» **Short exercise**:
Can you rewrite the items from the very first line through the line containing "(1113, 687)", both included, with "Kindly" changed to "Please" and nothing else altered?

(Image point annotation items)
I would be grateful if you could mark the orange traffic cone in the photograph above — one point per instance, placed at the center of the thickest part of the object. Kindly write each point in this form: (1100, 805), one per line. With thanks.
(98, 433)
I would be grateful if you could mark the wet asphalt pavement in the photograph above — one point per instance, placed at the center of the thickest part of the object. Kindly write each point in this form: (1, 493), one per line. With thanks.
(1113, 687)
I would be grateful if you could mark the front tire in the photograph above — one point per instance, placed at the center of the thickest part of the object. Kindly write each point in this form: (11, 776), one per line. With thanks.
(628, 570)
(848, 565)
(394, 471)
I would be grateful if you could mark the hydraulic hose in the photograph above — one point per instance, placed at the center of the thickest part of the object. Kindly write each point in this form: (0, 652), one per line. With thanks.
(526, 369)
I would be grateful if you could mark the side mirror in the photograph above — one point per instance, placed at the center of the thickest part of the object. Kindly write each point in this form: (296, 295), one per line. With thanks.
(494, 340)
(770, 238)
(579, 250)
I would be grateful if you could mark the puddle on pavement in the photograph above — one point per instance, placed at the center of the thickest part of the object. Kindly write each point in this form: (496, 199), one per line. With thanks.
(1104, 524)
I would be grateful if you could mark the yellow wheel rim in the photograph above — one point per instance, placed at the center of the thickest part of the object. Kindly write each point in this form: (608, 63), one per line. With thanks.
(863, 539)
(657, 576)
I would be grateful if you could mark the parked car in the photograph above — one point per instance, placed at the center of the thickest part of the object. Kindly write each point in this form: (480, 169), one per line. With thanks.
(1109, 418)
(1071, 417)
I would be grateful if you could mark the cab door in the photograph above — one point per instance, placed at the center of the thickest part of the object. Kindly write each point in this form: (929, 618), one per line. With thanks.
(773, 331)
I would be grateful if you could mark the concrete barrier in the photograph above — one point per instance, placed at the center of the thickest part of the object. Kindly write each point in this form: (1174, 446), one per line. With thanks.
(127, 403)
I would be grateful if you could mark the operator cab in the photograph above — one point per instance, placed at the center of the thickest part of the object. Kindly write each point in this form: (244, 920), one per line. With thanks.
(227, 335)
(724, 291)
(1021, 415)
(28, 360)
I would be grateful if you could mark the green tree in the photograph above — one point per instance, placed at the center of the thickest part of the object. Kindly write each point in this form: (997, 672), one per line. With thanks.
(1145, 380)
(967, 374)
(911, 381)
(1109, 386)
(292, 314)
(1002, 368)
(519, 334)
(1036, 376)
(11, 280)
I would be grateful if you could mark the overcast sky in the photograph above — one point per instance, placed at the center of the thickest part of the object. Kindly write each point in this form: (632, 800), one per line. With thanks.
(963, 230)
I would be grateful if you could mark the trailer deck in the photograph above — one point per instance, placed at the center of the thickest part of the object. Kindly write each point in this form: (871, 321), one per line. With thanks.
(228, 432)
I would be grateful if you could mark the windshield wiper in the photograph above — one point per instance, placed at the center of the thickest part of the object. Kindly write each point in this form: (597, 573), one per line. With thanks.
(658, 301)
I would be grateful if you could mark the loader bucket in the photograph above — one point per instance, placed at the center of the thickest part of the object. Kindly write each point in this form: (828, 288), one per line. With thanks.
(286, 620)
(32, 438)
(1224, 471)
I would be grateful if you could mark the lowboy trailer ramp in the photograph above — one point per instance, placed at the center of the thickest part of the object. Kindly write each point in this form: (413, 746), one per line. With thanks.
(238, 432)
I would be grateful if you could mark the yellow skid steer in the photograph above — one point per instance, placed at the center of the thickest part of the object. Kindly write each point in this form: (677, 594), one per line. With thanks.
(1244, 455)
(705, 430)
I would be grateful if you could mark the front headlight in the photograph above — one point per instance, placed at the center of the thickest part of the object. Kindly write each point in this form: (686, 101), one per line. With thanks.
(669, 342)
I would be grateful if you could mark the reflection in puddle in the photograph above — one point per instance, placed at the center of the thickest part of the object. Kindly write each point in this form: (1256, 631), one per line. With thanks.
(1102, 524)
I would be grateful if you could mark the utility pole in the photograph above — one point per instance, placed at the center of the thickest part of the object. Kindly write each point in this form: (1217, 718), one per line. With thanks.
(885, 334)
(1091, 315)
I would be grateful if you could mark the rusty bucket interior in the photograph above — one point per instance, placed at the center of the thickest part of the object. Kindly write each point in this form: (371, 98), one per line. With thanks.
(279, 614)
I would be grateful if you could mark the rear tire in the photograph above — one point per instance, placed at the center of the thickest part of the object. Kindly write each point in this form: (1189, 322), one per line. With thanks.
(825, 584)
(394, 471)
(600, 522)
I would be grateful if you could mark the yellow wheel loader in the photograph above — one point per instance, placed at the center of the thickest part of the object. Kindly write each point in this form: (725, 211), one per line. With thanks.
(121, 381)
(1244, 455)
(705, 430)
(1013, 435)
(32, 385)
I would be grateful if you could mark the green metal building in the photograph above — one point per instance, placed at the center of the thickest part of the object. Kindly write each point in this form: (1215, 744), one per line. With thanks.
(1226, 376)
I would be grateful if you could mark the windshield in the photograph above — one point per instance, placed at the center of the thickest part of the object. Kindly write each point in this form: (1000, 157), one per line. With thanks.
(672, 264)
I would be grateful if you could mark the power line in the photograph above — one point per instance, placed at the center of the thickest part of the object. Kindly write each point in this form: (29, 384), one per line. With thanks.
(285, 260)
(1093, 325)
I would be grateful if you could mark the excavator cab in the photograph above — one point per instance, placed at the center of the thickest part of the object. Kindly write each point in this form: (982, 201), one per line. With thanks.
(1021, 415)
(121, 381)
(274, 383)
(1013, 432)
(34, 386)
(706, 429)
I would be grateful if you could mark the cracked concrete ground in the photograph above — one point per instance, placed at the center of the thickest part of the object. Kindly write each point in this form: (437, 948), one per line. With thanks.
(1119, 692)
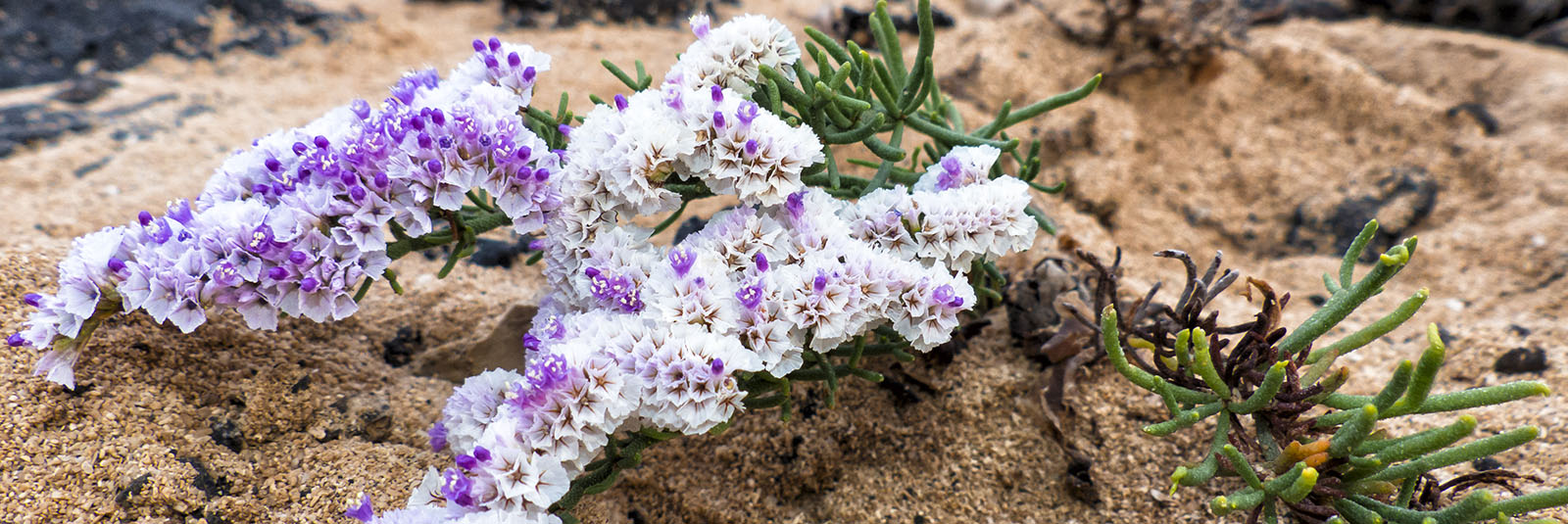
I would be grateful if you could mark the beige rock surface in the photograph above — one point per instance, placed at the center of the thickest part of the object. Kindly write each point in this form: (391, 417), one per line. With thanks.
(313, 416)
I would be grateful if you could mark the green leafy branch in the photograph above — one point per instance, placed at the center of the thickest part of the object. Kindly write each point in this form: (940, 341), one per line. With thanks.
(1337, 466)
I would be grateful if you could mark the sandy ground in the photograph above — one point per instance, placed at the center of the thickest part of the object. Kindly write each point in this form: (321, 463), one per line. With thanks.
(232, 425)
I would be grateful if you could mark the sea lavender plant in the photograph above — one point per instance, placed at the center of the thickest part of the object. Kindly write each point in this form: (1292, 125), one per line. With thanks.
(634, 342)
(1275, 404)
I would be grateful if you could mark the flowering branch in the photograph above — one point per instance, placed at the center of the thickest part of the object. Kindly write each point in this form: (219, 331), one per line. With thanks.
(814, 271)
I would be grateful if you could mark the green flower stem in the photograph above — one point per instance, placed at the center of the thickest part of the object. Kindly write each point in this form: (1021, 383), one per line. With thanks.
(671, 218)
(1110, 339)
(888, 43)
(1529, 502)
(1348, 263)
(1040, 107)
(1426, 374)
(477, 224)
(1244, 500)
(1243, 466)
(1443, 402)
(839, 54)
(1372, 331)
(1396, 386)
(1356, 513)
(1353, 432)
(1278, 485)
(1407, 448)
(1301, 487)
(1460, 453)
(1341, 305)
(1209, 466)
(1184, 419)
(1203, 364)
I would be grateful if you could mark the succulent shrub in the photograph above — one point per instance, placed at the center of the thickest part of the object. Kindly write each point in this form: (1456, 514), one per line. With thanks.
(1282, 425)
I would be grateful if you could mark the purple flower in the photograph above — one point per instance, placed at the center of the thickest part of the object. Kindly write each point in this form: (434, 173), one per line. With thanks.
(750, 295)
(946, 295)
(457, 487)
(363, 513)
(796, 205)
(681, 261)
(747, 114)
(261, 239)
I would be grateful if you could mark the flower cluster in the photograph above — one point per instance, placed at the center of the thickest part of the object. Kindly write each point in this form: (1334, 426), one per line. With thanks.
(631, 336)
(635, 336)
(297, 221)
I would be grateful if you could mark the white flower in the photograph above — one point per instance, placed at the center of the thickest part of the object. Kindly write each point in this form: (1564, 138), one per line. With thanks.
(753, 154)
(960, 167)
(474, 405)
(731, 55)
(977, 220)
(512, 67)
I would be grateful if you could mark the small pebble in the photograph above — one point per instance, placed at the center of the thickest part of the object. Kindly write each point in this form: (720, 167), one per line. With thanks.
(1521, 361)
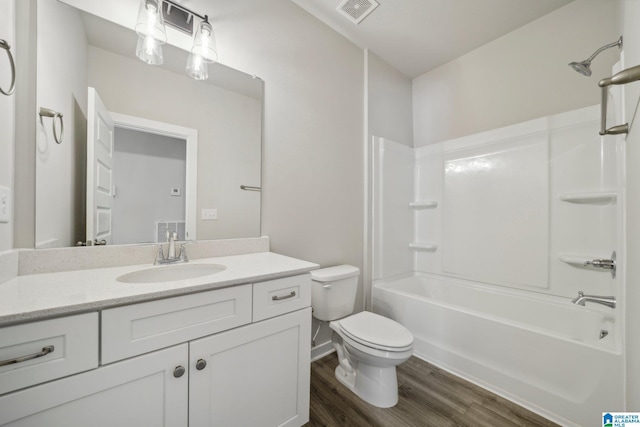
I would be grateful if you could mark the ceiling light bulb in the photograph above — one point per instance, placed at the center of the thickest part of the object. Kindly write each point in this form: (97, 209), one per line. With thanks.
(197, 67)
(150, 22)
(149, 50)
(204, 43)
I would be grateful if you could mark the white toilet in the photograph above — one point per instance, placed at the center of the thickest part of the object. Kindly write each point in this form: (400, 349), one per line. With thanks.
(369, 346)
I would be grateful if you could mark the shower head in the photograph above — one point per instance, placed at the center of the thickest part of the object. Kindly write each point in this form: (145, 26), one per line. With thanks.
(584, 67)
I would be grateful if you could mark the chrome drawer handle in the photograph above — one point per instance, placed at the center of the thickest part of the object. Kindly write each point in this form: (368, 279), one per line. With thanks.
(277, 298)
(45, 350)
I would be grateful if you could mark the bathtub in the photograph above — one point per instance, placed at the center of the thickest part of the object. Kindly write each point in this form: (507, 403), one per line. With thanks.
(557, 359)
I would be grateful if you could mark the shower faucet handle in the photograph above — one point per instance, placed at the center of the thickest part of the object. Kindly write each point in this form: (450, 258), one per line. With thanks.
(607, 264)
(601, 263)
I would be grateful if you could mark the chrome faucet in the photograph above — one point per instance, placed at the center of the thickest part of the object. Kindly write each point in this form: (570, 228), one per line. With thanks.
(582, 298)
(171, 253)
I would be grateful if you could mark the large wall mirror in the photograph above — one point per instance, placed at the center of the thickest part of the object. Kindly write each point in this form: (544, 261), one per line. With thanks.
(183, 150)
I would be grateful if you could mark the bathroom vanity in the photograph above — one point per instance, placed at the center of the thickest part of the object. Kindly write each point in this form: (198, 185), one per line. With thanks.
(227, 349)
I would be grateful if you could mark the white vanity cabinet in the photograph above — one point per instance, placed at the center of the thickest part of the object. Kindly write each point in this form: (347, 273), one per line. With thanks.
(237, 356)
(141, 391)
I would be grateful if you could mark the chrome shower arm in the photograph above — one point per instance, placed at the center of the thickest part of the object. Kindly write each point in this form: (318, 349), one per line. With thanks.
(622, 78)
(616, 43)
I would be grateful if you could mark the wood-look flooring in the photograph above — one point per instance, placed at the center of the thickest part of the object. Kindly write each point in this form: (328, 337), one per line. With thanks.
(428, 396)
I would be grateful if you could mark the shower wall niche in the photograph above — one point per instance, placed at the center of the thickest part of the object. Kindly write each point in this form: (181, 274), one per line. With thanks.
(524, 207)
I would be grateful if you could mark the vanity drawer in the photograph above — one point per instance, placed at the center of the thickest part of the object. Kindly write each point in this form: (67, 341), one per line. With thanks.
(140, 328)
(280, 296)
(42, 351)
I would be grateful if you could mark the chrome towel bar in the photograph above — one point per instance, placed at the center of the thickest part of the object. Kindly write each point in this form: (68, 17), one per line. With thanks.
(7, 48)
(47, 112)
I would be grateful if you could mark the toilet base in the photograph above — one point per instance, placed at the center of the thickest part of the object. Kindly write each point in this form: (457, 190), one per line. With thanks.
(376, 386)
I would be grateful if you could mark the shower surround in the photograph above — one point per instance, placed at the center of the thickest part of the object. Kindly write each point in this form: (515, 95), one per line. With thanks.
(480, 245)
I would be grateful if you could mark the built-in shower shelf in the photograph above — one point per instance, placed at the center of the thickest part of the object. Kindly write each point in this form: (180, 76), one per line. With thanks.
(423, 204)
(595, 198)
(431, 247)
(576, 260)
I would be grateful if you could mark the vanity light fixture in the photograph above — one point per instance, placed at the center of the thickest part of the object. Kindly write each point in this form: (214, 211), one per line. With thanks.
(151, 32)
(152, 16)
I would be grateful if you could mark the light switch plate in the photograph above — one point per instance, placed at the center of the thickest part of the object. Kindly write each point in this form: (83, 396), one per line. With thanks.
(5, 204)
(209, 214)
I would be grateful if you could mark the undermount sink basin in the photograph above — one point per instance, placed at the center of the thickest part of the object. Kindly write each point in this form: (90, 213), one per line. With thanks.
(170, 273)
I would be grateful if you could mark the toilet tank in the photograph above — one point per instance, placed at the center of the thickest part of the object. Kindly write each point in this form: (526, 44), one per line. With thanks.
(333, 291)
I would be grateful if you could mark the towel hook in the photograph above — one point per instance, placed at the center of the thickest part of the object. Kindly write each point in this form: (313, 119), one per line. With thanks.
(4, 45)
(47, 112)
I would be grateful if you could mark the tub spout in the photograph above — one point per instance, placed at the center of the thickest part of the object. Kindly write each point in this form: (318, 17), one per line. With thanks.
(581, 299)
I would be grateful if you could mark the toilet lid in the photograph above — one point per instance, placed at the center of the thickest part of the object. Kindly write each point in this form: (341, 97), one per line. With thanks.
(377, 331)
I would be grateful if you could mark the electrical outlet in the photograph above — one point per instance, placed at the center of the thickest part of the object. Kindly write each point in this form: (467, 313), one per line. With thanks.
(209, 214)
(5, 204)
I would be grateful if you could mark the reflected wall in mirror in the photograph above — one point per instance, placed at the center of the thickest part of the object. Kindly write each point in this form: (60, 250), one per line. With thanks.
(76, 51)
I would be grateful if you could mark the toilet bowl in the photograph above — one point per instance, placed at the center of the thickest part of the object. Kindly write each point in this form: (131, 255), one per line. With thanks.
(369, 346)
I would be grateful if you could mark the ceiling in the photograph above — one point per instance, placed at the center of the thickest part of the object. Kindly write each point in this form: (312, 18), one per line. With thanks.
(416, 36)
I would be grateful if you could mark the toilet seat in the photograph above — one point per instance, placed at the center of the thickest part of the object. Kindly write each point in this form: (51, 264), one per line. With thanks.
(377, 332)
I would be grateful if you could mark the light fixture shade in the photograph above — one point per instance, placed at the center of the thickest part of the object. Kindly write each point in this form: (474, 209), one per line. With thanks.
(197, 67)
(204, 43)
(150, 22)
(149, 50)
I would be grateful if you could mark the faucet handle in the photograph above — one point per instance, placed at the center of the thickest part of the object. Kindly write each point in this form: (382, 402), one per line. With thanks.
(183, 250)
(159, 256)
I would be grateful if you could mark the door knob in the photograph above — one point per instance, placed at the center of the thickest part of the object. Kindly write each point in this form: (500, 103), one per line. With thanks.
(178, 371)
(201, 364)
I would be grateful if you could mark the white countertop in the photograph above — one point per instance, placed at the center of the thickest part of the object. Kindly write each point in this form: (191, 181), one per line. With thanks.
(36, 296)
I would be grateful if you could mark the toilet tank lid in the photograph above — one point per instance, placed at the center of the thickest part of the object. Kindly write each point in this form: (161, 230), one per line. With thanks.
(337, 272)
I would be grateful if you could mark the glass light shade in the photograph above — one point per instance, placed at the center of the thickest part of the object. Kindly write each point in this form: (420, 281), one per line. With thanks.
(204, 43)
(149, 50)
(197, 67)
(150, 22)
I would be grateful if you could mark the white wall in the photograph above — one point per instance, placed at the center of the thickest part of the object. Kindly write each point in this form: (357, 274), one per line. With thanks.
(518, 77)
(229, 133)
(62, 86)
(631, 300)
(389, 105)
(7, 108)
(150, 165)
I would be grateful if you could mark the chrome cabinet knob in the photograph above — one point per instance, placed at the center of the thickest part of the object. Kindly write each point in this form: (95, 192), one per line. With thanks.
(179, 371)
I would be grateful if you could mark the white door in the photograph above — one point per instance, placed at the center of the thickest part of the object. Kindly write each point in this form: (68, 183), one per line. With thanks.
(149, 391)
(100, 128)
(255, 375)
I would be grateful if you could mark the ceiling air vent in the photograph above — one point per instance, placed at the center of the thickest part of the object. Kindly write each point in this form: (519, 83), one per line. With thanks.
(357, 10)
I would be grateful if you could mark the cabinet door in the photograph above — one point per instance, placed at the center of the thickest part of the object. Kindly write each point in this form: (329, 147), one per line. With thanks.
(256, 375)
(142, 391)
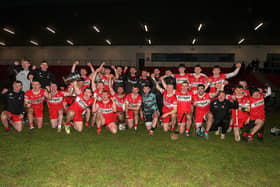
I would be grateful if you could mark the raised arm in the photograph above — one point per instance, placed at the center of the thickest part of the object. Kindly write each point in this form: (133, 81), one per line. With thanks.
(235, 72)
(268, 92)
(156, 83)
(76, 88)
(112, 92)
(73, 69)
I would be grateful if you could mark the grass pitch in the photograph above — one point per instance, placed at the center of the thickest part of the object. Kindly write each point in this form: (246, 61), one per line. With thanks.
(48, 158)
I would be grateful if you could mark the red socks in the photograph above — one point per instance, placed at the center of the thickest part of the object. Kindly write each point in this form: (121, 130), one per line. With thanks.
(31, 125)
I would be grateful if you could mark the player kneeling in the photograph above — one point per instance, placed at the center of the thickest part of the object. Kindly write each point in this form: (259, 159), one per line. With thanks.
(55, 104)
(185, 108)
(132, 107)
(202, 110)
(169, 105)
(14, 108)
(34, 103)
(150, 109)
(82, 101)
(106, 116)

» **The completed task**:
I would be grateful if you could mark the orange traffic cone in the photograph above — one point per instance, placed at the center of the thickest part of the object. Please write each point in this form: (1100, 805), one per line. With thanks.
(98, 433)
I would be grateful if you could mark the wet asphalt pavement in the photograph above — one point per instance, placed at the center of the thickest part of the object. Please write each point in this form: (1, 493), one per line. With thanks.
(1113, 687)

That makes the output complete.